Diz o autor desconhecer como estas (6) histórias não saíram na edição daquele livro. Lembremos que o "Tarrafo" é composto por crónicas enviadas da Guiné para serem publicadas no Jornal da Bairrada, pelo, hoje considerado o primeiro repórter da Guerra do Ultramar, Armor Pires Mota, que foi Alferes Miliciano da CCAV 488.
ÚLTIMAS MEMÓRIAS DA GUINÉ - 11
Por Armor Pires Mota (ex-Alf Mil da CCAV 488/BCAV 490, Bissau e Jumbembem, 1963/65)
CRÓNICAS (AUSENTES) DE TARRAFO - 2
Por qualquer motivo, não incluí na edição do TARRAFO alguns textos que foram inseridos no Jornal da Bairrada. Ora aqui os recupero, passado meio século. Tal como aconteceu com o“Diário de Bordo” que naufragou com a nau do esquecimento.
┄┄┄┄┄┄┄┄┄┄
[Instruções da tarefa]: Retome o texto sobre as crónicas de Tarrafo e prossiga a partir da última frase apresentada.
┄┄┄┄┄┄┄┄┄┄
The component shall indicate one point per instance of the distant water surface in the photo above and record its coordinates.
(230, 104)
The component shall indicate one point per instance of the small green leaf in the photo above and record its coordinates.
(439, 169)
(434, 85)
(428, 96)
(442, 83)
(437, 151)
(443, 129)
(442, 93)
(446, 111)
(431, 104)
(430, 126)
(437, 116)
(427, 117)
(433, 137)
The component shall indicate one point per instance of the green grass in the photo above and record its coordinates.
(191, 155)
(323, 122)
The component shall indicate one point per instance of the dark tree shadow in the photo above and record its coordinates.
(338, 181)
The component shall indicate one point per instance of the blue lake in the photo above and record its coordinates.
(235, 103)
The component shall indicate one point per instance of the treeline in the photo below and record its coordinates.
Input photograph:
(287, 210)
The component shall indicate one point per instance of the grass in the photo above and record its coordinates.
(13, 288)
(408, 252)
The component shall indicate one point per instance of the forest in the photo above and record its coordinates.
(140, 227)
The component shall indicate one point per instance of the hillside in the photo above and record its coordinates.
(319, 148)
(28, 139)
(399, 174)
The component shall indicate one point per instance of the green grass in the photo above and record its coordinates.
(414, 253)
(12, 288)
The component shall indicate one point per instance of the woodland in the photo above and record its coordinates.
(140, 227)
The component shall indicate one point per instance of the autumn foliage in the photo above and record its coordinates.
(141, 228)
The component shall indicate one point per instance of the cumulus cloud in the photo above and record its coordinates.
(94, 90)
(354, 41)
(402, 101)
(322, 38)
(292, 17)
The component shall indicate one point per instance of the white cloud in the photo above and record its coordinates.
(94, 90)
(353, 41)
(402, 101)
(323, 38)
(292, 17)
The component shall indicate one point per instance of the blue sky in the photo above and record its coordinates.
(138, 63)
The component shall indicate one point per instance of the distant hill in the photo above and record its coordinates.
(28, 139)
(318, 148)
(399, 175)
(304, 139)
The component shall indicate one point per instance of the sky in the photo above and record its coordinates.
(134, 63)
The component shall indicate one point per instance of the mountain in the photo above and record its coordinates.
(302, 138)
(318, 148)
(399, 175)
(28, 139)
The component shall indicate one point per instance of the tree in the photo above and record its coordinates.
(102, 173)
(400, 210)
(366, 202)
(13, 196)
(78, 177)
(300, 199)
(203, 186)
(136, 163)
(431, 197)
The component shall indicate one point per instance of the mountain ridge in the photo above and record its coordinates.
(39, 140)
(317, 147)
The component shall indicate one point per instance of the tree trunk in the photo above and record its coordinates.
┄┄┄┄┄┄┄┄┄┄
[Resposta correta]:
Gente amiga
“Maio de 1964
Os que se refugiaram no Senegal sentem que aquele não é o seu chão. E, quando souberam do nosso acantonamento junto à fronteira, alguns homens grandes vieram falar à tropa, ao capitão [Correia Arrabaça]. Queriam regressar, ajudariam a tropa a fazer o quartel e a patrulhar a zona, quando lhes déssemos armas, fariam ali as suas moranças, o seu chão seria ali. Além fronteiras, sofriam fome, privações e muitas vezes iam à suas antigas aldeias buscar alguns víveres. Ainda há dias encontrei meia dúzia de homens com mantimentos à cabeça, aos ombros. Perguntando-lhes o que faziam por ali, vi que lhes podia dar boleia até ao acantonamento. Dali ao Senegal a distância era mínima.
Falaram dos terroristas: “ bandido levar gente amiga de Português para o mato, roubar tudo. Assim, a gente sem arma, fugir”. Queixaram-se também de fome e privações: “no chão de Francês corpo dói, cabeça dói e gente mesinho cá tem… no chão de Francês vianda cá tem”. Era sabido que muitos naturais do país vizinho, e em tempos sucedia o mesmo no sul, vêm por vezes aos nossos postos de socorro da fronteira.
Gostariam de regressar, eram largas centenas. Não queriam estar mais debaixo da bandeira do Francês.
O caso foi exposto a quem de direito.”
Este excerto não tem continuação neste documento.